TAREAS A REALIZAR →
• 1. Copia el fragmento sobre la muerte empezando en "La nada. Tal" y siguiendo hasta "conseguir la serenidad.", y sustituye "serenidad" por "calma".
• 2. Según el fragmento sobre la muerte, ¿en qué universidad es profesor Bernard Schumacher?
• 3. Prolonga el fragmento sobre la muerte a partir de su última oración.

FRAGMENTO PARA LEER →
=======
Quizá la muerte sea perder las referencias: un olor, un sonido, una voz o un paisaje. El crujido de unas escaleras. El árbol que tumbaron para construir un edificio. La casa materna. “En esa casa nacimos mi tía, mi madre, mis primas, mis hermanas y yo, y también nuestros hijos e hijas”, escribió Lilian Guevara, en su cuento homónimo. “Nuestras almas se impregnaron de sal desde la primera inhalación de oxígeno”.
“Los gritos de las gaviotas y el susurro de la espuma de la playa nos arrullaron”. Una casa vieja, desconchada, que la escritora panameña consideró siempre suya, hasta el día que supieron que “unos nuevos propietarios que no conocíamos la habían comprado en una minucia y vendido en una fortuna, con nosotras adentro”. Entonces tuvieron que salir, casi huyendo.
Tal vez la vida es un poco de eso. De atesorar recuerdos, mientras se huye del dolor y la impotencia, como aquel que rescató Svetlana Aleksiévich de una de las viudas de Chernóbil: “Recuerdo el mar. Nos dio tiempo de ir de vacaciones al mar. Lo recuerdo: había tanto mar como cielo, estaba por todas partes. El cielo, que era azul, azul. Y él a mi lado. Él no quería morir. Tenía cuarenta y cinco años”.
Dice el filósofo Bernard Schumacher, profesor en la Universidad de Friburgo, en Suiza, que la muerte es un tema fundamental de la existencia humana, pero que su concepción como un mal ha hecho que la pongamos de lado. En su libro Muerte y mortalidad en la filosofía contemporánea, Schumacher rescata al filósofo antiguo Epicuro, quien definió la muerte como nada: “Todo bien y mal reside en la sensación, y la muerte es privación del sentir”.
La nada. Tal vez la muerte sea solo eso. Como también dijo Epicuro: “Mientras nosotros somos, la muerte no está presente, y cuando la muerte se presenta, entonces no somos”.
Muerte y alteridad
(2018)
Byung-Chul Han
Herder Editorial, 143 páginas
Un libro que indaga sobre la compleja relación de tensión en los conceptos de muerte, poder, identidad y transformación. El autor reflexiona sobre la reacción a la muerte, las formas de encararla y la toma de conciencia de la mortalidad para conseguir la serenidad.
=======
DATOS REGISTRADOS →
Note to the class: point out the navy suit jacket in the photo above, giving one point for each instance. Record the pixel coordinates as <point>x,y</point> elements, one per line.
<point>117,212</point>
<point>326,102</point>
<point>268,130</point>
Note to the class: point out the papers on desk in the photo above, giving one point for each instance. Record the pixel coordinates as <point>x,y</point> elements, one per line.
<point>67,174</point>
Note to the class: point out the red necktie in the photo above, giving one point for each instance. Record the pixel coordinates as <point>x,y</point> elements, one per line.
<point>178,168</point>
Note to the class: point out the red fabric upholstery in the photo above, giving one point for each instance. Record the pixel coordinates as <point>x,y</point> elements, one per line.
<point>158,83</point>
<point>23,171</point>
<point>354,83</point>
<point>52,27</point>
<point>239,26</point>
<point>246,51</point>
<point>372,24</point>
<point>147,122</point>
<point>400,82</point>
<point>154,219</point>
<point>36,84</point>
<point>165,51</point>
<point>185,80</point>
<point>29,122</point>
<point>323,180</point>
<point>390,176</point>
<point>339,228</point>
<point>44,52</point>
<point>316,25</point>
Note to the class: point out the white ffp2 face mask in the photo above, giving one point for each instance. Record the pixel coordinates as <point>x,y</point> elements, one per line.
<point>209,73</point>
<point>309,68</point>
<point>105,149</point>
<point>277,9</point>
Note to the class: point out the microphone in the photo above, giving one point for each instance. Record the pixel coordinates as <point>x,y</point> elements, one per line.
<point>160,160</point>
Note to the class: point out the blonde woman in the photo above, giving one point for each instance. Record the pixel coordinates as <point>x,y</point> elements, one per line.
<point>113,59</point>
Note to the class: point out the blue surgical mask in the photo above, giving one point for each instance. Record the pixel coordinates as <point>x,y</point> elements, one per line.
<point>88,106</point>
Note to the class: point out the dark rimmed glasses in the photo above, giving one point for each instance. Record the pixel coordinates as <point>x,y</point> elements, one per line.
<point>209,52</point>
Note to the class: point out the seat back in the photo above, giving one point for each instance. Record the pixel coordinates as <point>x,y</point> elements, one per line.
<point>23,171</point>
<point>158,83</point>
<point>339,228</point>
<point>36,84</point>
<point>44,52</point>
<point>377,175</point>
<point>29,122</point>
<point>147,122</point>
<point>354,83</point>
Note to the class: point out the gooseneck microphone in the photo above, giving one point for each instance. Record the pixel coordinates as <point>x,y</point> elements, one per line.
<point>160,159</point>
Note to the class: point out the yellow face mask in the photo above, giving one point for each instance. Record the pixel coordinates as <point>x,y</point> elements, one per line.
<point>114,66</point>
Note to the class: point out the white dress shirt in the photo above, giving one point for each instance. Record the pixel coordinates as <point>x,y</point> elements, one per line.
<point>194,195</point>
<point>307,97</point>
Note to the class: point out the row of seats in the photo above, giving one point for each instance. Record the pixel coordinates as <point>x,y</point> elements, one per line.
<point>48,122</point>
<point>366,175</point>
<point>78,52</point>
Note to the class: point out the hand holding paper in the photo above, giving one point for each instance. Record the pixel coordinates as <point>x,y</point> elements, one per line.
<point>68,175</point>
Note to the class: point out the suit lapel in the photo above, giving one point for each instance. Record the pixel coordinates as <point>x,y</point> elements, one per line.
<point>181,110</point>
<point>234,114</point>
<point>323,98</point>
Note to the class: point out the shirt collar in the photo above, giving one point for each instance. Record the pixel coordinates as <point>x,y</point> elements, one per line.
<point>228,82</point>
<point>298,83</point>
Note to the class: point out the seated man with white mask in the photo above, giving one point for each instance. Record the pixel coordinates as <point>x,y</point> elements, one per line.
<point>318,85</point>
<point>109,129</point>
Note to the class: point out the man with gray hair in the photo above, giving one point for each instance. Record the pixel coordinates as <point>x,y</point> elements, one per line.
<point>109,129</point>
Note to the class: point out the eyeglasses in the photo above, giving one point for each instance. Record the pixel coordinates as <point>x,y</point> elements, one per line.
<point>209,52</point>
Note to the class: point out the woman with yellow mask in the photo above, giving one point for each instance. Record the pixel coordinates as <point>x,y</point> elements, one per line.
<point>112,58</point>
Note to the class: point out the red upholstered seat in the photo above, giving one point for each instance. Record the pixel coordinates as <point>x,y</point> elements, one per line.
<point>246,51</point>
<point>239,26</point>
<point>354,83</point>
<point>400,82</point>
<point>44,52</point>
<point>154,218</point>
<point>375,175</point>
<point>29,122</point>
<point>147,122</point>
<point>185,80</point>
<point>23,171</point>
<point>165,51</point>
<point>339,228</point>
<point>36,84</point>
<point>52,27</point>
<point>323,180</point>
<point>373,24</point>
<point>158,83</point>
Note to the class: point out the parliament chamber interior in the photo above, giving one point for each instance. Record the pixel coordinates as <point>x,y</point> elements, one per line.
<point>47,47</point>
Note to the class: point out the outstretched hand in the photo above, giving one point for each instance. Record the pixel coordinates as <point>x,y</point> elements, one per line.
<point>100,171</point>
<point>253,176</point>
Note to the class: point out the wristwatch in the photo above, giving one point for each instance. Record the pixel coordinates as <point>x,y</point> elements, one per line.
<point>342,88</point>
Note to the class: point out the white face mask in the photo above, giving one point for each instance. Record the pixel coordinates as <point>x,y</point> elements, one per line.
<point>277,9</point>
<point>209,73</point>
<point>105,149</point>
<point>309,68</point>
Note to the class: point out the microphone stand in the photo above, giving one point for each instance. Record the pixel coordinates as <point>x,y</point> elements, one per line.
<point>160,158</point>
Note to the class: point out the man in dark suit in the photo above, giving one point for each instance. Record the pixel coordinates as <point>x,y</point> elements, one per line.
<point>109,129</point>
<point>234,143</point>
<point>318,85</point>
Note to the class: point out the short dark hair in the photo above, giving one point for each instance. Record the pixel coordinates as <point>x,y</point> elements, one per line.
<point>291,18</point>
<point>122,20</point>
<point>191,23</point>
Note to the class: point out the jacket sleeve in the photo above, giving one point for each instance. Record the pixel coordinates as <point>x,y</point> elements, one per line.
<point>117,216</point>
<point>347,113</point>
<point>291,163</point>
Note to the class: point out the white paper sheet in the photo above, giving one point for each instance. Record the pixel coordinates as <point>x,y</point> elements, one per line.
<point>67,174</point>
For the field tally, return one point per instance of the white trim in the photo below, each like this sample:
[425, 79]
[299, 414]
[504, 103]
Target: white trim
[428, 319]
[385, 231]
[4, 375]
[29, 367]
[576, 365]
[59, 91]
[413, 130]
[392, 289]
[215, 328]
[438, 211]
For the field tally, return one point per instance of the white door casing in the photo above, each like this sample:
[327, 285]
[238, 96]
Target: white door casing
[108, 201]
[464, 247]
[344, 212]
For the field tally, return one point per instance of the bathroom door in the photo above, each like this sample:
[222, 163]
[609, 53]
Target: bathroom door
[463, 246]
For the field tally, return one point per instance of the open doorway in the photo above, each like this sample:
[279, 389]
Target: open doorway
=======
RESULTADOS ESPERADOS →
• 1.
La nada. Tal vez la muerte sea solo eso. Como también dijo Epicuro: “Mientras nosotros somos, la muerte no está presente, y cuando la muerte se presenta, entonces no somos”.
Muerte y alteridad
(2018)
Byung-Chul Han
Herder Editorial, 143 páginas
Un libro que indaga sobre la compleja relación de tensión en los conceptos de muerte, poder, identidad y transformación. El autor reflexiona sobre la reacción a la muerte, las formas de encararla y la toma de conciencia de la mortalidad para conseguir la calma.

• 2. En la Universidad de Friburgo, en Suiza.

• 3.
Rigor mortis: La normalidad es la muerte (2017)
Álex Ayala
Editorial El Cuervo
Colección de reportajes periodísticos sobre la muerte en los que el autor narra, a partir la cotidianidad, la forma como las personas se enfrentan a la muerte: desde la música que se elige y la propia parafernalia de los velorios, hasta la antigua costumbre de tomarles fotos a los fallecidos, el ascenso de los narcos al cielo de los santos, la muerte en lugares remotos y la incertidumbre del perro que pierde a su dueño.
Las fronteras de la muerte (2017)
Laura Bossi
Fondo de Cultura Económica (FCE), 144 páginas
Es un libro que explica la historia del concepto de la muerte, especialmente a partir del cambio radical que sufrió a partir del siglo XVIII, cuando la medicina moderna comenzó a hacer posibles cosas impensables como la reanimación o los trasplantes. Se trata de un libro que presenta y analiza las razones sociales, culturales, científicas, económicas y religiosas del debate actual sobre las fronteras entre la vida y la muerte.
Pensar la muerte (2004)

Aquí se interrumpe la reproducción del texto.